• PASSAGE PROVIDED
>>>
China National Nuclear in Talks With Areva on Uranium Stakes

China National Nuclear Corp. said it’s in talks to buy a stake in uranium mines owned by Areva SA (AREVA) as the world’s biggest energy consumer prepares to resume approval of new reactor construction.

“We are also discussing opportunities with many countries to cooperate in terms of uranium exploration and mining,” Sun Qin, president of China’s biggest atomic power plant operator, said in an interview in Seoul today, without giving a time-frame or details on location.

China National Nuclear, which started operations at its first overseas uranium mine in 2010, is looking to acquire additional assets to meet rising domestic demand, the company said in March last year. Rival China Guangdong Nuclear Power Group Co. is offering to buy Australian explorer Extract Resources Ltd. (EXT) for A$2.2 billion ($2.3 billion) to gain access to the world’s fourth-biggest uranium deposit.

“We are preparing to list CNNC Nuclear Power Co.,” as part of our expansion plans, Sun said, without elaborating.
<<<
• DATA PROVIDED
>>>
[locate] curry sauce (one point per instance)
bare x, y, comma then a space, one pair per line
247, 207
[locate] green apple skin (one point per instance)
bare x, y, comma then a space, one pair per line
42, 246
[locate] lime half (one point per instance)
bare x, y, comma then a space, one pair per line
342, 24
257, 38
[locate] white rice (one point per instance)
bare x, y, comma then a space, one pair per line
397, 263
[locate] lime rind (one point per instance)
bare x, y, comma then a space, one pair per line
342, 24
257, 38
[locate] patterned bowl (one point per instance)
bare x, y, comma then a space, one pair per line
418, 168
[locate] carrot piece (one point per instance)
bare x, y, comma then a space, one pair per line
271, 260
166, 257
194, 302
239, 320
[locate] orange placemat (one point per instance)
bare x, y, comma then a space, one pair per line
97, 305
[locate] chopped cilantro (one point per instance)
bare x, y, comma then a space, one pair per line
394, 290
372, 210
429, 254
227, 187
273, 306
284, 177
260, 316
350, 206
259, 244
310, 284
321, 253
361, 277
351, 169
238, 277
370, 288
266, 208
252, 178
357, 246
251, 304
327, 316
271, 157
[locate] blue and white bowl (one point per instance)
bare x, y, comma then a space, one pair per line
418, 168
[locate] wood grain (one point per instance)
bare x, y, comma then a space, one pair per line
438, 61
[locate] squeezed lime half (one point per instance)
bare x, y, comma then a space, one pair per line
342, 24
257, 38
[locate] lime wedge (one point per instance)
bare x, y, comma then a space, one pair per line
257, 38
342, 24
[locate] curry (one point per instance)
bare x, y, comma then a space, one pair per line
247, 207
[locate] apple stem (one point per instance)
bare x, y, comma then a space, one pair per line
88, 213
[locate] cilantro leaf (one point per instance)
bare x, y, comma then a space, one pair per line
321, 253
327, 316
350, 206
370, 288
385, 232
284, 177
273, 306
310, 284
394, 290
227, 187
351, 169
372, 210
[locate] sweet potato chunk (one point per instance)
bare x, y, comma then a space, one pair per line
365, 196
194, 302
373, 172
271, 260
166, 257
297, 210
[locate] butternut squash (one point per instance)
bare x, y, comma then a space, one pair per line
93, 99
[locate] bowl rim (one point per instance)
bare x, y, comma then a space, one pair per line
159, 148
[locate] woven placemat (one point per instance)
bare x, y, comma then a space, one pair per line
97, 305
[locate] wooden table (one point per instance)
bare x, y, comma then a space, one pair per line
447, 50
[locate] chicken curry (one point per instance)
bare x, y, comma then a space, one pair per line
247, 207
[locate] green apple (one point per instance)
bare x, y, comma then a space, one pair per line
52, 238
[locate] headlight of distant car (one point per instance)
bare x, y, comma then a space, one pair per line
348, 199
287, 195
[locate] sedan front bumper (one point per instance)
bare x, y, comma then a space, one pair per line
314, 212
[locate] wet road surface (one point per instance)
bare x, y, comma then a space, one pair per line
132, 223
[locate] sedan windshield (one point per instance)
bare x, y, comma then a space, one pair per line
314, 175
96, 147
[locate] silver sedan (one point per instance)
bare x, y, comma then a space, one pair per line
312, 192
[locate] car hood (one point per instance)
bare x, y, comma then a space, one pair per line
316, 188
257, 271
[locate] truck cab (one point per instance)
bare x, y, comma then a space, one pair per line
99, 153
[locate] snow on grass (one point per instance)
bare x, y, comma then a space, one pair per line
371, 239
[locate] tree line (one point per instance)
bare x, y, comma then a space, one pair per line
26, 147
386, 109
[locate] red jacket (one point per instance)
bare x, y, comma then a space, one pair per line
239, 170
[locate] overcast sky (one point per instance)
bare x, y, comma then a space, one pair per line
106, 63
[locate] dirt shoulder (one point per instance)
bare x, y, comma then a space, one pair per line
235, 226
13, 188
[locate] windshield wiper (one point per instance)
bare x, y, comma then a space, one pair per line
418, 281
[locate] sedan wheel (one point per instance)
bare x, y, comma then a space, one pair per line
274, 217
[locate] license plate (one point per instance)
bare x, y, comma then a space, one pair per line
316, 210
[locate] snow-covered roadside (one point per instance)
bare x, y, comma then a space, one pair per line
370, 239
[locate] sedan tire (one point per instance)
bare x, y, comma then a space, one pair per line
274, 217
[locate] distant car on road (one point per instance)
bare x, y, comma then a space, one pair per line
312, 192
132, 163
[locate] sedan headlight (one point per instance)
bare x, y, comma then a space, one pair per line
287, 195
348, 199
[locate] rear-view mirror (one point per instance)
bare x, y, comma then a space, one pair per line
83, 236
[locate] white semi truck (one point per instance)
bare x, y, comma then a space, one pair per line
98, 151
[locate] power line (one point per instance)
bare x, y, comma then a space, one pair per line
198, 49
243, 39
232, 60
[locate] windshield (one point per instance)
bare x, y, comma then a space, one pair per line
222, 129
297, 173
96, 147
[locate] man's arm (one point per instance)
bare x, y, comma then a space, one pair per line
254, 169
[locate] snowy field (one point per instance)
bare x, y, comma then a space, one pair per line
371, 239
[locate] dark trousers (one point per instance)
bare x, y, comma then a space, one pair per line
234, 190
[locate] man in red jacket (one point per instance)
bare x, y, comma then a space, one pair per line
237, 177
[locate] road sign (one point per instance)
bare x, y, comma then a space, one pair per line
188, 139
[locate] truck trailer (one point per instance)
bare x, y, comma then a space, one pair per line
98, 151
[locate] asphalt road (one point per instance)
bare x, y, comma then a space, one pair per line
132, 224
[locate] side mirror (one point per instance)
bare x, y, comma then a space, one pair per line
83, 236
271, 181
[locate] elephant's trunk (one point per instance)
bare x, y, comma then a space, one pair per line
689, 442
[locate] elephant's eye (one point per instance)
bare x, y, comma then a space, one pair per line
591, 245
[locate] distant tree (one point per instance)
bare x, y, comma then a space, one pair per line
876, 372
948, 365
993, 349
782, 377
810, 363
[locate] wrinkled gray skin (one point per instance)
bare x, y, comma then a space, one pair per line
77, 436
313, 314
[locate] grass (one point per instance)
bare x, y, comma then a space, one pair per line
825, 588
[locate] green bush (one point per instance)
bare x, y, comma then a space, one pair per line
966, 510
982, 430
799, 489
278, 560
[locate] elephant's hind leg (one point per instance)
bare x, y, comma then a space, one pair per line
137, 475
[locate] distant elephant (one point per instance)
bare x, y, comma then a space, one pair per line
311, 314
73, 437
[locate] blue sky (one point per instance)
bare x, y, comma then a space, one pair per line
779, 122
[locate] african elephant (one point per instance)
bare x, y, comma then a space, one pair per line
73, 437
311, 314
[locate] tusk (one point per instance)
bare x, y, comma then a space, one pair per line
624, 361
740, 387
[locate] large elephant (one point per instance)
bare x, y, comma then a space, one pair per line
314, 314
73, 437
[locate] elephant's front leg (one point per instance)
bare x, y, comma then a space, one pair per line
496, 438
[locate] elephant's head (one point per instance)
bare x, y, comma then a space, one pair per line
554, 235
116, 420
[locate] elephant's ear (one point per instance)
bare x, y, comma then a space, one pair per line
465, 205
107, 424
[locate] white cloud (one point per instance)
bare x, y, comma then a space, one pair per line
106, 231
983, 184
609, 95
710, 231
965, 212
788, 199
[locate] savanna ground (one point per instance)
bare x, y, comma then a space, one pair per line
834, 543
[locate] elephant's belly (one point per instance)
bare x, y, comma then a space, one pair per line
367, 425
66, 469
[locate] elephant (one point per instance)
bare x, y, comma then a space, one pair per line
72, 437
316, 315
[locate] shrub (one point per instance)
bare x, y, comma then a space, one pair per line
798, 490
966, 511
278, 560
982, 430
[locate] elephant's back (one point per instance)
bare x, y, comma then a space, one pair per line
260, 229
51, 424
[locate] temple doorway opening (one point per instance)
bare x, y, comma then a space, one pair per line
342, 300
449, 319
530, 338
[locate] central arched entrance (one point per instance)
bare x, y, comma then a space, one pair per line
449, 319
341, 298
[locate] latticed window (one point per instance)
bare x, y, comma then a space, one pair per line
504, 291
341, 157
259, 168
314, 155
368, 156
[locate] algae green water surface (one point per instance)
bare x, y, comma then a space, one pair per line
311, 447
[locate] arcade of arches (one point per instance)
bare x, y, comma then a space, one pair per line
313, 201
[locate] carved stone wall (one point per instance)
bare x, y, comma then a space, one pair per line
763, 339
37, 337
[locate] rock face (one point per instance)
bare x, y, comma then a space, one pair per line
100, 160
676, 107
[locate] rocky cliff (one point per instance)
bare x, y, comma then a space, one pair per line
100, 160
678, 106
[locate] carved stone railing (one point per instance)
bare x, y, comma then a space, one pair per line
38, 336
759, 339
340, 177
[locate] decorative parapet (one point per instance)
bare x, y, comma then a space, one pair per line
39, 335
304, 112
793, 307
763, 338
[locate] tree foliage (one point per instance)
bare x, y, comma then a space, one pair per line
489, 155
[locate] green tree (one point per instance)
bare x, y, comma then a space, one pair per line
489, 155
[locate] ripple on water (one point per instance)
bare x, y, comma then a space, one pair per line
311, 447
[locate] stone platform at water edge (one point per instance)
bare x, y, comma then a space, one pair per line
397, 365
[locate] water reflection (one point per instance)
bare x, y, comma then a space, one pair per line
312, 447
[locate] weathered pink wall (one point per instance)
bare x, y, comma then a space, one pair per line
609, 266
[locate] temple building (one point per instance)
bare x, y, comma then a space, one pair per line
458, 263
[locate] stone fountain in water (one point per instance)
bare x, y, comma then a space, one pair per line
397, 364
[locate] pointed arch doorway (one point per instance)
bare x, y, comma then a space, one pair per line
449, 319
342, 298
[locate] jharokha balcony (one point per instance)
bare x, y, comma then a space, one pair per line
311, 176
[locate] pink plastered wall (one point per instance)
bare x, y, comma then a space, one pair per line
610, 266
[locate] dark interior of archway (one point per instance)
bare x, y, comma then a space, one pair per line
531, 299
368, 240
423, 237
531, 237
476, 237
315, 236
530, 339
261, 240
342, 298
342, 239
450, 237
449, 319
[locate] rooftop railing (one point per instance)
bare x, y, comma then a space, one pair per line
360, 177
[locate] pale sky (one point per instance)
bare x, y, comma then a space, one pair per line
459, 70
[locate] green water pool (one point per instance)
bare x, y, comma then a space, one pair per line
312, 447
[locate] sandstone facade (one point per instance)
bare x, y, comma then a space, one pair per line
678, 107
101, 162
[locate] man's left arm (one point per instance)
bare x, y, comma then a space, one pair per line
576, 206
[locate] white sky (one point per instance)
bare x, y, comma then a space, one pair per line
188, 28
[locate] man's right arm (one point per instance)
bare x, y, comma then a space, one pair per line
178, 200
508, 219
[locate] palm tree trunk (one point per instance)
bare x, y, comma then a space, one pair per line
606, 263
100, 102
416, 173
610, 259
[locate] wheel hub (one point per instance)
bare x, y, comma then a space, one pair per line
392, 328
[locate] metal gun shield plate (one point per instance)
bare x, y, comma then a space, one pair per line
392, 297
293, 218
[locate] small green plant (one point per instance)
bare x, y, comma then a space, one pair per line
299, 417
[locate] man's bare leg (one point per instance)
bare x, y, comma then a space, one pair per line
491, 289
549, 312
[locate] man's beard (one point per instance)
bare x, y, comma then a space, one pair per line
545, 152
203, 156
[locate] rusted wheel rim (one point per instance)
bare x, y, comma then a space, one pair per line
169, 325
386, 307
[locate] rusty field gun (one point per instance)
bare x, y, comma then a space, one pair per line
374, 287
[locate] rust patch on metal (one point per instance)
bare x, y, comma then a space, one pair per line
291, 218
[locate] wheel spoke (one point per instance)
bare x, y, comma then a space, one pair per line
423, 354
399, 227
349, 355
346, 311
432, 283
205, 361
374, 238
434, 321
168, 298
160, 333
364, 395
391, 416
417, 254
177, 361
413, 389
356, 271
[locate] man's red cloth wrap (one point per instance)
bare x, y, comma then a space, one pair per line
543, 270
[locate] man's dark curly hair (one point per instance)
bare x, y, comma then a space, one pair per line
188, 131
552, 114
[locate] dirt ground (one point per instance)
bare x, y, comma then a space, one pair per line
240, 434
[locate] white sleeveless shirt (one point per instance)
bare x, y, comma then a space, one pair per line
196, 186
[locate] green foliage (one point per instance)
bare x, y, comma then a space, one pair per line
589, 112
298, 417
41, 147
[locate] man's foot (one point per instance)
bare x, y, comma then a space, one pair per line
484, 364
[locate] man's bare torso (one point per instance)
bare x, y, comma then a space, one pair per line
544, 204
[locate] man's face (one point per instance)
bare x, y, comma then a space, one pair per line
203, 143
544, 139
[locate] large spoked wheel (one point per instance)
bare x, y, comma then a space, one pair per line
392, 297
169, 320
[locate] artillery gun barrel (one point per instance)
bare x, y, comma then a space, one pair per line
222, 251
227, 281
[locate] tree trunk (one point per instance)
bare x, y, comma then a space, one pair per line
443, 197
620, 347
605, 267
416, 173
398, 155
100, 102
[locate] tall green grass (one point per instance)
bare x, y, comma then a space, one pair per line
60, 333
<<<
• STUDY QUESTIONS
a: In the article on China National Nuclear's uranium talks, in what year did the company begin operations at its first overseas uranium mine?
b: Repeat word for word the part of the article on China National Nuclear's uranium talks that runs from "China National Nuclear, which" up to and including "said, without elaborating.".
c: Carry on the article on China National Nuclear's uranium talks from the point at which it ends.
The rows were taken from a separate source.

• ANSWERS BY TASK
a: 2010

b:
China National Nuclear, which started operations at its first overseas uranium mine in 2010, is looking to acquire additional assets to meet rising domestic demand, the company said in March last year. Rival China Guangdong Nuclear Power Group Co. is offering to buy Australian explorer Extract Resources Ltd. (EXT) for A$2.2 billion ($2.3 billion) to gain access to the world’s fourth-biggest uranium deposit.

“We are preparing to list CNNC Nuclear Power Co.,” as part of our expansion plans, Sun said, without elaborating.

c:
China National Nuclear is also the parent of Hong Kong- listed CNNC International Ltd. (2302), a uranium producer in Niger.

The Chinese government is “very likely” to resume approval of new nuclear projects in 2012 as the government completes a safety review prompted by the Fukushima disaster last year, Sun said on March 5. China, which started operating its first commercial nuclear plant in 1994, is building at least 27 reactors and has 50 more planned, according to the China Nuclear Energy Association.

Nuclear Industry

“Nuclear is going to continue to play a very important role in the future,” Areva Chief Executive Officer Luc Oursel told reporters in Seoul today. “Our estimation is that today we have more or less 400 gigawatts of nuclear plants, and we think this will grow to 600 gigawatts in 2030.”

The earthquake and tsunami in Japan in March last year crippled Tokyo Electric Power Co.’s Fukushima Dai-Ichi plant, causing some countries to suspend or scale back their nuclear plants. Areva, currently building plants in France and Finland, is bidding to provide reactors in China, India, the U.K., Finland and the Czech Republic, Oursel said yesterday in Paris.

“The nuclear renaissance has not been severely impacted by the Fukushima accident,” said Oursel, who was attending the Seoul Nuclear Industry Summit, citing tenders in the Czech Republic, Finland and South Africa.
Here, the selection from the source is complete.